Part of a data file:

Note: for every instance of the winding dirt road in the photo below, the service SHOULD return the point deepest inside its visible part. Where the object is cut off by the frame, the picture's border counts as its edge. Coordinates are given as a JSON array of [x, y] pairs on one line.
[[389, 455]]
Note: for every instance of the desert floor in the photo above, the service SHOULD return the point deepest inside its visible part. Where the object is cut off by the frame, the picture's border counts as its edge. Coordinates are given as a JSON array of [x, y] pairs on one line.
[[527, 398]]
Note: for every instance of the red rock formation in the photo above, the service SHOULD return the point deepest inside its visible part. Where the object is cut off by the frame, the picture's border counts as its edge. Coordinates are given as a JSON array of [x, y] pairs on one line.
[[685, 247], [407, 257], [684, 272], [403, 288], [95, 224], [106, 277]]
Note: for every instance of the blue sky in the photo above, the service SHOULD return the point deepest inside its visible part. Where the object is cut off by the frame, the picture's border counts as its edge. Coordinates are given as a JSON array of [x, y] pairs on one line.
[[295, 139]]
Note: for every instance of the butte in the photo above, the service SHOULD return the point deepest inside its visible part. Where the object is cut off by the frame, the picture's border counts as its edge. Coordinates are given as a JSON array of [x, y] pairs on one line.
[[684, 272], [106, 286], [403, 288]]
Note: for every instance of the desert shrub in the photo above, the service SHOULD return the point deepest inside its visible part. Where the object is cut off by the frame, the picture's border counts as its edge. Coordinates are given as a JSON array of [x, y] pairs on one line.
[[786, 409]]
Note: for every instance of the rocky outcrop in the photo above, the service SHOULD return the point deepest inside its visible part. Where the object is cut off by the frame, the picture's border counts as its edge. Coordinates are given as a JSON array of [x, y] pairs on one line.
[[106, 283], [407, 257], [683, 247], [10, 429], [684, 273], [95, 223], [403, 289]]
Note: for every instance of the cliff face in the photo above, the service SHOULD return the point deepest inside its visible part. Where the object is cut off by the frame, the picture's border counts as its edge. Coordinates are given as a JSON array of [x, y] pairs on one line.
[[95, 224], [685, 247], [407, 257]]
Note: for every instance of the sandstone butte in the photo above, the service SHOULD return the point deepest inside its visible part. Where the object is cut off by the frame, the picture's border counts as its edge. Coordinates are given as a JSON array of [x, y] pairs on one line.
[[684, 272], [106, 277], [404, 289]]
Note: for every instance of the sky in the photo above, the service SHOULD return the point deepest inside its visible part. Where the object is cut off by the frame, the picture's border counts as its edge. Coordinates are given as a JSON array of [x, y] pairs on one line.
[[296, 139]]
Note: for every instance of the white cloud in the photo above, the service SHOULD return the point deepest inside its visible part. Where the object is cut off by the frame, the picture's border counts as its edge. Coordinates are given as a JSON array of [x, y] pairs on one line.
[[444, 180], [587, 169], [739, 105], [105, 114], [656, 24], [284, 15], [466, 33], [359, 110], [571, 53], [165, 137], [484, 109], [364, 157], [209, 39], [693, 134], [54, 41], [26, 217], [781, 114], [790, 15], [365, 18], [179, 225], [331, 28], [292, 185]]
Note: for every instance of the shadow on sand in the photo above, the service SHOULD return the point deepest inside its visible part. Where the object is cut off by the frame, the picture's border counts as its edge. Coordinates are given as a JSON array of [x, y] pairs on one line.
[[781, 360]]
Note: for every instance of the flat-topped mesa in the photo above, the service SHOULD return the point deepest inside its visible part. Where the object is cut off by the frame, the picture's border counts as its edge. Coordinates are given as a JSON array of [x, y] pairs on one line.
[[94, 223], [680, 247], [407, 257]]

What is expected:
Copy every entry above word for word, changing nothing.

Complete output:
Note: for every instance of the winding dirt road in the photo below, the service SHOULD return the point deepest inside its visible part. Where the object is cut off by the frame, the picture's border counts as its edge. Coordinates are given as a JSON array of [x, y] pairs on one line.
[[389, 455]]
Note: for every instance of the desert floor in the photo above, the service SHOULD return the point deepest inside its visible part. Where the object is cut off by the frame, the picture's border counts as its edge. Coordinates are given as a JSON array of [x, y] pairs on one line.
[[527, 398]]
Note: for every instance of the red rock formation in the photo above, the service SHOULD return the point deepest inside its visible part. Where the object is cut off by the frame, the picture's border counts as its edge. Coordinates are given as a JSON array of [x, y] pairs on one line.
[[685, 247], [407, 257], [684, 272], [403, 288], [95, 224], [106, 277]]
Note: for every instance of the blue sky in the photo above, the service SHOULD return the point deepest inside its visible part. Where the object is cut off by the frame, the picture's border counts as its edge. Coordinates are given as a JSON array of [x, y] pairs on one line.
[[295, 139]]
Note: for every instance of the butte in the photo above, the service SHOULD return the point deepest inside its visible part. Where the object is cut off by the frame, the picture's border counts as its edge. Coordinates are given as a JSON array of [x, y] pairs on one line.
[[684, 272], [106, 286], [403, 288]]
Note: for every instance of the desert shrub in the photo above, the service SHOULD return the point deepest inside its visible part. Where the object is cut off by the frame, the picture's border counts as its edge. Coordinates are given as a JSON array of [x, y] pairs on one line.
[[786, 409]]
Note: for every instance of the rocky outcrop in the photo above, the service SHOULD return the point deepest inside its visible part. Where the object is cut off by the frame, the picture's border counts as its edge. Coordinates are given as a JSON array of [x, y] pairs on one line.
[[106, 283], [407, 257], [683, 247], [10, 429], [684, 273], [95, 223], [403, 289]]
Note: for every instance of the cliff face in the photo above, the service SHOULD return the point deepest inside its visible part. Where the object is cut off by the frame, the picture's border counts as its edge. Coordinates are given as a JSON array of [x, y] pairs on one line.
[[95, 224], [685, 247], [407, 257]]
Note: for every instance of the sandstone butte in the photo above, the service SHOULD return the point deepest inside its visible part. Where the object is cut off by the frame, the picture's border counts as its edge. Coordinates are given as a JSON array of [x, y] pairs on one line.
[[684, 272], [106, 277], [404, 289]]
Note: for every instance of the sky in the photo above, the service SHOULD return the point deepest inside its visible part. Where the object is cut off by the frame, the picture's border counts as its edge. Coordinates are given as a JSON array of [x, y] pairs on one line.
[[296, 139]]
Note: for every instance of the white cloud in the photo above, the service SHOULD return the point deepest inside its visible part. Where the object is cut off by the frame, the picture's border counts as its edge. Coordinates are given as a JSON array of [x, y] pairs on one line.
[[444, 180], [587, 169], [739, 105], [105, 114], [656, 24], [284, 15], [466, 33], [359, 110], [571, 53], [165, 137], [484, 109], [364, 157], [209, 39], [693, 134], [54, 41], [26, 217], [781, 114], [790, 15], [365, 18], [179, 225], [331, 28], [292, 185]]
Note: for every instance of the shadow on sand in the photo above, the service SHOULD return the point deepest inside its visible part. Where the object is cut off by the frame, the picture's border counts as its edge. Coordinates are given as a JSON array of [x, y] pairs on one line.
[[781, 360]]
Note: for every instance of the flat-topped mesa in the photo above, the service SHOULD return the point deepest inside its visible part. Where the object is cut off by the frame, the picture's border counts as its edge. Coordinates are given as a JSON array of [x, y] pairs on one line.
[[94, 223], [680, 247], [407, 257]]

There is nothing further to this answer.